**Work required:**
Please copy out the records below from the line holding "A colleague bet me the cowbird" through the line holding "[520,393,542,406]", inclusive, keeping the requests as they are. Shift every bounding-box coordinate in the answers up by 13.

(Dataset excerpt)
====================

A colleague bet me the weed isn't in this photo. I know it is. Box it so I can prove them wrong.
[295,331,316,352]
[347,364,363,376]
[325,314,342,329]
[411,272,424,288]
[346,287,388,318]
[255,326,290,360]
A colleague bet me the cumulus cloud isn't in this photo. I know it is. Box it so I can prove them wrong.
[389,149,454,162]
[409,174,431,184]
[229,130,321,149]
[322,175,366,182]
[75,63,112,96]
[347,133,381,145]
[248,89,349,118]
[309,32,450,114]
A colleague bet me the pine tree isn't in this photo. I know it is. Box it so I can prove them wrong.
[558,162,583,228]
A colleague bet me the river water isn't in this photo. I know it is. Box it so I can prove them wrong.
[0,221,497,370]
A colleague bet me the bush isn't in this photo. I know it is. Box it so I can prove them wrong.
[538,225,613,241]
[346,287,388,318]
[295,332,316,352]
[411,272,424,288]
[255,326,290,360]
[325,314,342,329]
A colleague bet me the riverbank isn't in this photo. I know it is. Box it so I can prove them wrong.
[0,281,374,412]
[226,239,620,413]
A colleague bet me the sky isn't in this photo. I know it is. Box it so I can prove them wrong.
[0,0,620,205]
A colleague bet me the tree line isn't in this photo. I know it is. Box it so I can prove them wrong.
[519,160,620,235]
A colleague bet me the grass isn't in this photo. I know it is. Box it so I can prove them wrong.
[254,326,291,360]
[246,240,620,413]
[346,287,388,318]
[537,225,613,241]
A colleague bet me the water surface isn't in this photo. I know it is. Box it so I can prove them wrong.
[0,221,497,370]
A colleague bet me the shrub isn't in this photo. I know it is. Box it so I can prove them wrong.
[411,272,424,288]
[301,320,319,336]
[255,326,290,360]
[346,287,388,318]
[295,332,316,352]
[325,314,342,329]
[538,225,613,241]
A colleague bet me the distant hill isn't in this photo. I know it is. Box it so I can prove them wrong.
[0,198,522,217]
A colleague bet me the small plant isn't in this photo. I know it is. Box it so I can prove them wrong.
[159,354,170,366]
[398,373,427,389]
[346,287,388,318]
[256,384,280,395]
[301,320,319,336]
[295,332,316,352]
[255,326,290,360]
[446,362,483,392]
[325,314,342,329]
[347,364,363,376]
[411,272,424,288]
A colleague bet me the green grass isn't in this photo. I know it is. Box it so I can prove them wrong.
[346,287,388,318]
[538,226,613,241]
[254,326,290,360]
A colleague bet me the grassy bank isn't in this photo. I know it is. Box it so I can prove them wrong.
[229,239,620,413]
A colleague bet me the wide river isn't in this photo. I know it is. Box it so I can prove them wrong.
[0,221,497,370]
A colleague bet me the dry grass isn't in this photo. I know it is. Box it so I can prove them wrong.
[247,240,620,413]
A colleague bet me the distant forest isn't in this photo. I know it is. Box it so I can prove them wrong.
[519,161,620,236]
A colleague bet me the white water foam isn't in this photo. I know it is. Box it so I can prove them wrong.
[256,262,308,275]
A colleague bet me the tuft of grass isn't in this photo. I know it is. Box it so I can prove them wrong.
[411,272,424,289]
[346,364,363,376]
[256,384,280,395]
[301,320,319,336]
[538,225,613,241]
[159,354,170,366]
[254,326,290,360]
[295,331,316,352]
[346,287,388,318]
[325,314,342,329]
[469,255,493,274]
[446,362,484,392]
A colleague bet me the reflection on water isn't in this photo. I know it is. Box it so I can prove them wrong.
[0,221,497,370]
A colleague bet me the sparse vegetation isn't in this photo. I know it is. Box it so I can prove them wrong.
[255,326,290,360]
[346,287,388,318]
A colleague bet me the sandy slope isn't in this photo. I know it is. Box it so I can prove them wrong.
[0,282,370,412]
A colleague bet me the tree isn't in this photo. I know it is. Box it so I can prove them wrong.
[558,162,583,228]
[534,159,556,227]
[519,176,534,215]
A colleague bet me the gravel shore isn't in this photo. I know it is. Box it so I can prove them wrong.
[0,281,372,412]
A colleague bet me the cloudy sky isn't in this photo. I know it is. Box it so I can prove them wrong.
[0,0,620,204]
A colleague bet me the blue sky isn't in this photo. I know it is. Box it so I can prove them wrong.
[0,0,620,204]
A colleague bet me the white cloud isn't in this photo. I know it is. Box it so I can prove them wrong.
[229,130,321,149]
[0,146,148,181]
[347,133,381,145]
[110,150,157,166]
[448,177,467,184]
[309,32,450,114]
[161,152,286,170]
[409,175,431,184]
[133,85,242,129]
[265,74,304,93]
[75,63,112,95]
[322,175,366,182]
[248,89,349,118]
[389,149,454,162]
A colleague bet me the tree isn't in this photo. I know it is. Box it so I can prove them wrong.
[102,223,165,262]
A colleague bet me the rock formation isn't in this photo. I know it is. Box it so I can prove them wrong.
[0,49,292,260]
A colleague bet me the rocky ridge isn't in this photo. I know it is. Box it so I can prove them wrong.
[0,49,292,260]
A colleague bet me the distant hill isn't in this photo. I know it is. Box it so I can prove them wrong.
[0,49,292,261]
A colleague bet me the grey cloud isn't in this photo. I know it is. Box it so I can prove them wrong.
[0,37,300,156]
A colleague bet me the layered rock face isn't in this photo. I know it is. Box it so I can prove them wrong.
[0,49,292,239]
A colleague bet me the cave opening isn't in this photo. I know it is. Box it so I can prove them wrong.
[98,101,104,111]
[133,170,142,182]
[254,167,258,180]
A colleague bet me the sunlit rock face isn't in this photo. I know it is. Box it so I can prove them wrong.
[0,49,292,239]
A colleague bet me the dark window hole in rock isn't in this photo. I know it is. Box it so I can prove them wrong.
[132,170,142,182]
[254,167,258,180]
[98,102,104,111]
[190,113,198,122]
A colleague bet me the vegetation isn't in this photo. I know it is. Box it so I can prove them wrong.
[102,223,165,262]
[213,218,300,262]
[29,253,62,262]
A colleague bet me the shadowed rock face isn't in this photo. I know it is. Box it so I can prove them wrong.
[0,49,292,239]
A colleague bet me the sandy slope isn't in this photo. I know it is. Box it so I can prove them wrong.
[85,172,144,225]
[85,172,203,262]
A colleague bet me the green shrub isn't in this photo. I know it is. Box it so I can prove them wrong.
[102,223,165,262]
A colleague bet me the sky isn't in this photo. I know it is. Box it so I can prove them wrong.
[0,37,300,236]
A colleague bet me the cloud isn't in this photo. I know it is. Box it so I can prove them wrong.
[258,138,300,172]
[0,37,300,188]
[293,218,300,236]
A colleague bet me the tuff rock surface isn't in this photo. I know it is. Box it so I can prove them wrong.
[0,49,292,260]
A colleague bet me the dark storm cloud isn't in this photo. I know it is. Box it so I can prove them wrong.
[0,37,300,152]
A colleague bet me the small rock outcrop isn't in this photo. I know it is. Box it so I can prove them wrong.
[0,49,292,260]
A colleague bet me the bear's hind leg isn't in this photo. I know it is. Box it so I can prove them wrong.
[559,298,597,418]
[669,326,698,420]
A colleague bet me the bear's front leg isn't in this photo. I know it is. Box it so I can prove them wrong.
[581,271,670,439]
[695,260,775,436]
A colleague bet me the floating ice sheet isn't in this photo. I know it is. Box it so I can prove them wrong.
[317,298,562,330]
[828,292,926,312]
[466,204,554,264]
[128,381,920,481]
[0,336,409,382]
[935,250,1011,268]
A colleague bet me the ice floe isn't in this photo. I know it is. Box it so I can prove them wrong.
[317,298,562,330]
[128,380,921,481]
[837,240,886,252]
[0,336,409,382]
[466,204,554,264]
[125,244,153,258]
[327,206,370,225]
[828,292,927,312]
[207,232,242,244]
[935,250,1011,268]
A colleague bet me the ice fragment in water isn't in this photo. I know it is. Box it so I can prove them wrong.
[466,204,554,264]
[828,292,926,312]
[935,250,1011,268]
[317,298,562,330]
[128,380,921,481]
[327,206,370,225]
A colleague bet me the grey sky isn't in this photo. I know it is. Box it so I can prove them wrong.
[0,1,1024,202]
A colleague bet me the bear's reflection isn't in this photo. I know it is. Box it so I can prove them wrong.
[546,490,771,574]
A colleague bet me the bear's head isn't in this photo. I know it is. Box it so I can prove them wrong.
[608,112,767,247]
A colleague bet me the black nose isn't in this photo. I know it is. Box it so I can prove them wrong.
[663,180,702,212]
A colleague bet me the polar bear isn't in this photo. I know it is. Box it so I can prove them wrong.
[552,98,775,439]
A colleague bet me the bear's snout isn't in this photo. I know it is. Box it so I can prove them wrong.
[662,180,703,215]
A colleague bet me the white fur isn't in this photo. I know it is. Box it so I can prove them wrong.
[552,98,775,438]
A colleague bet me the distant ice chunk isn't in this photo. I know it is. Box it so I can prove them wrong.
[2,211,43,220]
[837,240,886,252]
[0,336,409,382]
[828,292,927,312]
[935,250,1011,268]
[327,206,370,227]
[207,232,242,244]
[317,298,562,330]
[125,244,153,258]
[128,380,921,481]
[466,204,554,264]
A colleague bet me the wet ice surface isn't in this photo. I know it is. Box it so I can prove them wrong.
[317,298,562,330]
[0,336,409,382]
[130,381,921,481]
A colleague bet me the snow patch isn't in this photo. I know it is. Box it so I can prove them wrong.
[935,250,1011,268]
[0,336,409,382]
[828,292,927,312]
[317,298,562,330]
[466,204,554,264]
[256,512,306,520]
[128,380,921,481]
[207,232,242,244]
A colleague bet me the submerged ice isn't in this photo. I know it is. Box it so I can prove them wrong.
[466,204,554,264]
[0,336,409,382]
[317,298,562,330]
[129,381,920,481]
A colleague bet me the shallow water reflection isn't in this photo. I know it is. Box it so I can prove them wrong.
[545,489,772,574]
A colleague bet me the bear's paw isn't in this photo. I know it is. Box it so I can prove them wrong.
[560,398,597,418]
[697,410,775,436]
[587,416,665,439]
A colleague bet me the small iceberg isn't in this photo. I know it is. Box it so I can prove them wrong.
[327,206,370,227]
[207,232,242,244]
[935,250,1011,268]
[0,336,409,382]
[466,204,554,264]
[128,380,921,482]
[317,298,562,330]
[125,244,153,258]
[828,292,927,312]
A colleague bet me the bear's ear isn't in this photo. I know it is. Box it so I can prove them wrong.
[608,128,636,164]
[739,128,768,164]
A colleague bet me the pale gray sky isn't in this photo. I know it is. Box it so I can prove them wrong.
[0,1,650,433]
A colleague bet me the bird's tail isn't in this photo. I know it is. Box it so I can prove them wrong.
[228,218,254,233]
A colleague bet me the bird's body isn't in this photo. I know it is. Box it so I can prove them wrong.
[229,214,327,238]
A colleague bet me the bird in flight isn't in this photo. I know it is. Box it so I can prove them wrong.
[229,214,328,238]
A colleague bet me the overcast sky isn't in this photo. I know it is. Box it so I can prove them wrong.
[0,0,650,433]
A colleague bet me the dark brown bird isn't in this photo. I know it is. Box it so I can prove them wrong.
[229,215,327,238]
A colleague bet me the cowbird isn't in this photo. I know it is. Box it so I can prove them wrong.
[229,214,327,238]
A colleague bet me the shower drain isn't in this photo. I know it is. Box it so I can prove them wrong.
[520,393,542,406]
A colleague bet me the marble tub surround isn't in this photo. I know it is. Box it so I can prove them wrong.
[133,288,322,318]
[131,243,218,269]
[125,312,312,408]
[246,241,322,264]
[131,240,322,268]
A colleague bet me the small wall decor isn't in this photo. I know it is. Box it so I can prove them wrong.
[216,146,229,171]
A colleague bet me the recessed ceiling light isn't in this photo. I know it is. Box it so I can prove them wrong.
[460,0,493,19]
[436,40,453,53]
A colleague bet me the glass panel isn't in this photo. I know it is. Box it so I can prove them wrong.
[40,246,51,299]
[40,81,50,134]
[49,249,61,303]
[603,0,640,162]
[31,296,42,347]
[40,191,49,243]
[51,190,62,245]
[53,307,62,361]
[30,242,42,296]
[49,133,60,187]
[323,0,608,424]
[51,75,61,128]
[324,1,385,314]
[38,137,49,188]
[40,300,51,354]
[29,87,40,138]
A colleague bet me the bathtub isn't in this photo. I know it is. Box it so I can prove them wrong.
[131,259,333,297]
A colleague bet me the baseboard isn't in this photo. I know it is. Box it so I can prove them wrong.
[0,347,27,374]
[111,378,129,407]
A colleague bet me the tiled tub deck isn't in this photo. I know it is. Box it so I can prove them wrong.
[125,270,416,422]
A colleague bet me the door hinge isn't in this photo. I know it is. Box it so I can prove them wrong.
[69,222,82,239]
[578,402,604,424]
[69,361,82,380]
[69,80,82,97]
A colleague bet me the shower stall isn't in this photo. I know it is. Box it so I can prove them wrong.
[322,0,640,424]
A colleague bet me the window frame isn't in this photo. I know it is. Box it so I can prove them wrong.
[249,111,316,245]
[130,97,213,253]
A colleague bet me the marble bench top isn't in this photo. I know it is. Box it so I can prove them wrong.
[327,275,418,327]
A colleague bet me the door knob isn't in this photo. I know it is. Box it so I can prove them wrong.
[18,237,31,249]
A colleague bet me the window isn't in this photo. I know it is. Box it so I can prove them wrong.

====================

**Output:**
A colleague bet me the cowbird isn't in this photo. I know it is. Box it so I can prove them wrong.
[242,227,340,251]
A colleague bet me the shower drain isn't in this photo. I know it is. Box it so I can prove them wrong.
[533,406,555,419]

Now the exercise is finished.